| WHAT THIS TASK INVOLVES |
State how many lines of the records below contain the word "grey", giving the number alone.

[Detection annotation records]
________________

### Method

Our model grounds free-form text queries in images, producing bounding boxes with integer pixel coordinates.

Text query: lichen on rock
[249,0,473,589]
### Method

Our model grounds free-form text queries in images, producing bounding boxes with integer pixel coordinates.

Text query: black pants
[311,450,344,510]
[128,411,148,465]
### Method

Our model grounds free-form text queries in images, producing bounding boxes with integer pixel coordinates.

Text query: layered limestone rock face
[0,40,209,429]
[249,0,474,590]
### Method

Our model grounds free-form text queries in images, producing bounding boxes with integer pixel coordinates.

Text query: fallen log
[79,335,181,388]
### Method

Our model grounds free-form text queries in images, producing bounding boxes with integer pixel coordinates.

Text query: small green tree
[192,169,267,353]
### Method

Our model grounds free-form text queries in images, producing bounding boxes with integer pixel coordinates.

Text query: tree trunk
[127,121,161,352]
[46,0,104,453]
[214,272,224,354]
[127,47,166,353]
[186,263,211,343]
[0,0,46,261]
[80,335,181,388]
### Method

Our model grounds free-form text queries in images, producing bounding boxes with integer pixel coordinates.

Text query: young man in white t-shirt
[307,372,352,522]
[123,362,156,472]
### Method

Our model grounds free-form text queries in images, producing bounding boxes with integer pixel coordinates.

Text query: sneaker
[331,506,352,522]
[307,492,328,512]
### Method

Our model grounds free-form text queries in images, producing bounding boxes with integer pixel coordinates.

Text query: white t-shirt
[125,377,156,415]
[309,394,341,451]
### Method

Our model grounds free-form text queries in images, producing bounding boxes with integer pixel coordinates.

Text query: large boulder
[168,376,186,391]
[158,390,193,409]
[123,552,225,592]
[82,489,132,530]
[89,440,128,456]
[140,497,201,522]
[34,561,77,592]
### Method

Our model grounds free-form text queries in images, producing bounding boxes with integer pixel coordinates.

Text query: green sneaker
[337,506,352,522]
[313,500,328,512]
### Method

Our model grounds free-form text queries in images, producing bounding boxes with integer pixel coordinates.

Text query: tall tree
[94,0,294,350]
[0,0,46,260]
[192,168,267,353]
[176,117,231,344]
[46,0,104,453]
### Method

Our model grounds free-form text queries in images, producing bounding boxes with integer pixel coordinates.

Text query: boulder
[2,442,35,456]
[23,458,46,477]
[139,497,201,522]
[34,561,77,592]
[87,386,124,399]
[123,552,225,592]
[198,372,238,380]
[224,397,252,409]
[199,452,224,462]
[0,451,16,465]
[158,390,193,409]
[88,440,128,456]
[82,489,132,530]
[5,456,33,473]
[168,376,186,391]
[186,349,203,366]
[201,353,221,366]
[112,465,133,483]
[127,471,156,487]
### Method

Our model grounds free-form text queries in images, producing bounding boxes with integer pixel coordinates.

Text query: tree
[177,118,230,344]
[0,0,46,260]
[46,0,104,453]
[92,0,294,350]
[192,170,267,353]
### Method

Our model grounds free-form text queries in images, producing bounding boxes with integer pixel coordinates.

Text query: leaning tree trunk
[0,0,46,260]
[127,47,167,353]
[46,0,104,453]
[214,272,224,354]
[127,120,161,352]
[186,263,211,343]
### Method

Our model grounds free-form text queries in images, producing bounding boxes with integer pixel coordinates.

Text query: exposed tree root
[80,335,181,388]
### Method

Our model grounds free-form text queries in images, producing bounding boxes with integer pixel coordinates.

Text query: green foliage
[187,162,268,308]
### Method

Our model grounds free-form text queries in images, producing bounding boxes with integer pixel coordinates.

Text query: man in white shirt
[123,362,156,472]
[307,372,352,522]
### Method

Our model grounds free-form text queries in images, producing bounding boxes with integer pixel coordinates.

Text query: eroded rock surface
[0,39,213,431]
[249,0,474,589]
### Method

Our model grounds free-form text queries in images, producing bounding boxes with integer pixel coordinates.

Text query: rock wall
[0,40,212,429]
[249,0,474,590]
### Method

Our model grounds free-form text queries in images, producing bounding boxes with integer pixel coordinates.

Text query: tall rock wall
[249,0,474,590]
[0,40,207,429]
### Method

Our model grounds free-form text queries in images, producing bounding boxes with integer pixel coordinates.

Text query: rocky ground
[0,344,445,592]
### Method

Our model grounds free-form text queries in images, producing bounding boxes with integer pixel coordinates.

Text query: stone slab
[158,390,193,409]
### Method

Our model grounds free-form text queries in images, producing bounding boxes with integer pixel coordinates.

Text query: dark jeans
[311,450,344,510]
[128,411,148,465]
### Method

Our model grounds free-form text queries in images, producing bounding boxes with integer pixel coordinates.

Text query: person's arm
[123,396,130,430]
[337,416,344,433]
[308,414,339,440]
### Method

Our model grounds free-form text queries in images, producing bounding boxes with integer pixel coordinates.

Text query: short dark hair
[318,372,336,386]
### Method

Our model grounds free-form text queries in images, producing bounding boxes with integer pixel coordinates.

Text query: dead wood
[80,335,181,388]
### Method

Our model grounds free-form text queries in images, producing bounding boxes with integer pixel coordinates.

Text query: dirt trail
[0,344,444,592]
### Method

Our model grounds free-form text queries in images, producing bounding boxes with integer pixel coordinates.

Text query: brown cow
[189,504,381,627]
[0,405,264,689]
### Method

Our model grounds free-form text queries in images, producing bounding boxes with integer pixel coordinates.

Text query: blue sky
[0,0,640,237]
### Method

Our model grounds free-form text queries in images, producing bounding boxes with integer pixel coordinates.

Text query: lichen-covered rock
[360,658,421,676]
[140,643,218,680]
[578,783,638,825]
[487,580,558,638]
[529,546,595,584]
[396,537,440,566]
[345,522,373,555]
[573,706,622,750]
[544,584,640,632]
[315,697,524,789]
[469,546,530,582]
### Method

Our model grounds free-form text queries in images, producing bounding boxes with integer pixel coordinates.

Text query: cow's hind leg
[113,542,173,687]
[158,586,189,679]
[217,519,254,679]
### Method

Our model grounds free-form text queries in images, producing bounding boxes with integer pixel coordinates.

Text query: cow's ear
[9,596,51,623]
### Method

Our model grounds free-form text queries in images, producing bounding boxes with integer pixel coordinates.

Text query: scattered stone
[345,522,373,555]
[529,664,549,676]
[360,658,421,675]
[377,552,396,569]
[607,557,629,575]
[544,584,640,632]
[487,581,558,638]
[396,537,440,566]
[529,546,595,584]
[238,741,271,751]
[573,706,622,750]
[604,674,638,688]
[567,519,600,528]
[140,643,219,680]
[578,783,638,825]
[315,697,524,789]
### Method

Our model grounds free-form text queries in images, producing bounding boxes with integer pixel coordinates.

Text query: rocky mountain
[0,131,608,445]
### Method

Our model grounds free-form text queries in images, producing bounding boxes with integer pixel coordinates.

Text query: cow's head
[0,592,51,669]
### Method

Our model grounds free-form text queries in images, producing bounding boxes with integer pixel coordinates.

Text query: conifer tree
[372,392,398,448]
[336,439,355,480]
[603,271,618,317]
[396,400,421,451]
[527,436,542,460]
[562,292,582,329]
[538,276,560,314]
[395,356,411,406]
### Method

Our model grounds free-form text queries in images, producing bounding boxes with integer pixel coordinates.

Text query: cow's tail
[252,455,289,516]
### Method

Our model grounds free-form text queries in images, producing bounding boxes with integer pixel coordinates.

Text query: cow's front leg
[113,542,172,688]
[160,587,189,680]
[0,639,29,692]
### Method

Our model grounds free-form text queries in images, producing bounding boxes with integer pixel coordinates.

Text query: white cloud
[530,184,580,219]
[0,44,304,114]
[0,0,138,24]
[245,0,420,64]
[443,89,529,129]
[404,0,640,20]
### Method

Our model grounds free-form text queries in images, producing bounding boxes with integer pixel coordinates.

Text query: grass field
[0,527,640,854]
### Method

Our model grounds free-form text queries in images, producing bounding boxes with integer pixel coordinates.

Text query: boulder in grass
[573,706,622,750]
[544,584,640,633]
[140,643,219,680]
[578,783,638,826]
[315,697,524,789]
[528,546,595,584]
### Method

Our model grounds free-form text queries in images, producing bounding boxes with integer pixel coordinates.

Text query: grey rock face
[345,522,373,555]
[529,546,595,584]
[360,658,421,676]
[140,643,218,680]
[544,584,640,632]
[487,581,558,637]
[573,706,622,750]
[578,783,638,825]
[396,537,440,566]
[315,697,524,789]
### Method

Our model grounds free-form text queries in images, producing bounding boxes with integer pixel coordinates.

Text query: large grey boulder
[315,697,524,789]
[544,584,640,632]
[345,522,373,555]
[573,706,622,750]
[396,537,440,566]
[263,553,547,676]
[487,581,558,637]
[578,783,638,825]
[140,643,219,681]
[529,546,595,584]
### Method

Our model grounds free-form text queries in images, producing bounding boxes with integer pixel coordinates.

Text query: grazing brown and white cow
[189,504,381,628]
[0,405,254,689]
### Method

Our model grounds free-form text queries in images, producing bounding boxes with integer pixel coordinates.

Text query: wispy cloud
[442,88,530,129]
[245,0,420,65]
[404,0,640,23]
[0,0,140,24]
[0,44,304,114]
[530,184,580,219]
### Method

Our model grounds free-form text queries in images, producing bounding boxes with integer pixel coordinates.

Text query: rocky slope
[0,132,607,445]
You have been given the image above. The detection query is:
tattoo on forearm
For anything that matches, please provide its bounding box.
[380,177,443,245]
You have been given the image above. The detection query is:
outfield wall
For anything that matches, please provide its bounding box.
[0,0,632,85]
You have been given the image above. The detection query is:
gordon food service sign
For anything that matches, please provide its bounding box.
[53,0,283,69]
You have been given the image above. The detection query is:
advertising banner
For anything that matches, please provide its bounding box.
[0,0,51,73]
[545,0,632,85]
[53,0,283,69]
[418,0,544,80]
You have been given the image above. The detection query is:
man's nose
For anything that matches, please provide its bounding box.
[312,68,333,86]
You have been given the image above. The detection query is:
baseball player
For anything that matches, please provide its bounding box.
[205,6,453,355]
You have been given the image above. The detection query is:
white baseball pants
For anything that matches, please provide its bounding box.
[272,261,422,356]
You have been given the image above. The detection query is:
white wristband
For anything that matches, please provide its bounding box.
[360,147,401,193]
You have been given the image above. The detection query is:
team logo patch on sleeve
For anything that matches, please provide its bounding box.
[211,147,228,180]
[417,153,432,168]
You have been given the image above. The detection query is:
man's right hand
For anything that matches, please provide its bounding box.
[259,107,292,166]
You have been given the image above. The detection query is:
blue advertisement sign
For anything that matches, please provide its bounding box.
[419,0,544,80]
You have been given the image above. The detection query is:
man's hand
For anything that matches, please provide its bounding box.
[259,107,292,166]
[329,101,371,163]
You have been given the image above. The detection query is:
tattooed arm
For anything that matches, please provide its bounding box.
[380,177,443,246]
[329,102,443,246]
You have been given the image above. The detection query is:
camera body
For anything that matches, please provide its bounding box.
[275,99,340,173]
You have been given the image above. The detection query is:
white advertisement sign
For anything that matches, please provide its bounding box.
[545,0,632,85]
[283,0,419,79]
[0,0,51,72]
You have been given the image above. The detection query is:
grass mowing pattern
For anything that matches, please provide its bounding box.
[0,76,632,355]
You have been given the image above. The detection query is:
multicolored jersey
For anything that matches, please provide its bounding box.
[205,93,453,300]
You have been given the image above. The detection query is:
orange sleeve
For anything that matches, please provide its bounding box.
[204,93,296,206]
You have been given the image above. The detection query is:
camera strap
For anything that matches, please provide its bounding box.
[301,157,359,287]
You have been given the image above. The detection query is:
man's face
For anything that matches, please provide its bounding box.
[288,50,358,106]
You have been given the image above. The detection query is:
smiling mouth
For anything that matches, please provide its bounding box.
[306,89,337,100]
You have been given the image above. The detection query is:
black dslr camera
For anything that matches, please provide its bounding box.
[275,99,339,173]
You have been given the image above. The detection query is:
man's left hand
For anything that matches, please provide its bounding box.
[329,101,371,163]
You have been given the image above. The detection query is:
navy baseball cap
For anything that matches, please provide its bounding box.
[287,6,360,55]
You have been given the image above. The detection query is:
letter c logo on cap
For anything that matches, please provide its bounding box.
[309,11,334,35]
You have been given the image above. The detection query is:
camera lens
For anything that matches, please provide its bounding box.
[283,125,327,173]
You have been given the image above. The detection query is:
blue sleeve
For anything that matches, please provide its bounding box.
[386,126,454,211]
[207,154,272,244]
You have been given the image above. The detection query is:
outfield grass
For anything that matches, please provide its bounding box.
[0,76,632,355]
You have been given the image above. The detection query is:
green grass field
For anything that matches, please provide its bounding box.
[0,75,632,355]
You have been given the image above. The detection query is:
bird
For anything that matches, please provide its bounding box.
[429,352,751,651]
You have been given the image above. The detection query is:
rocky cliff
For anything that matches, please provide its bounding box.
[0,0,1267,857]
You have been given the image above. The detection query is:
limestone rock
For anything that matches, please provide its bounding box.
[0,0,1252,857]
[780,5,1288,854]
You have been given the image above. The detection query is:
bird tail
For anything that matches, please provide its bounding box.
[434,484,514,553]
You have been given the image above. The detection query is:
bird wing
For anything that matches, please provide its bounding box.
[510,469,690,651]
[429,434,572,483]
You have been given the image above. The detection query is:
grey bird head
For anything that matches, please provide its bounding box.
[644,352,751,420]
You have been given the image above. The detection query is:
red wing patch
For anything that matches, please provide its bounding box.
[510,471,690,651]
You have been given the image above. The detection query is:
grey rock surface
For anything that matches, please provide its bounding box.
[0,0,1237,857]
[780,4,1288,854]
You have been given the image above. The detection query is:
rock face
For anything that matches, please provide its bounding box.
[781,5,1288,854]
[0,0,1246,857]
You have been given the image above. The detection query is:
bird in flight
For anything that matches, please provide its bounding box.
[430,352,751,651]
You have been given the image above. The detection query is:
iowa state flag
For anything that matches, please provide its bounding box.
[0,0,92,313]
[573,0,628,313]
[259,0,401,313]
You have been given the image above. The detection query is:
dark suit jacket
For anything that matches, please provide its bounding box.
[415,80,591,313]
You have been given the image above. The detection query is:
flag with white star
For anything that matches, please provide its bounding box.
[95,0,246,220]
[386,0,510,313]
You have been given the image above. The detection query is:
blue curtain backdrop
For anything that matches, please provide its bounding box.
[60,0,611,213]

________________

| EXERCISE RESULT |
4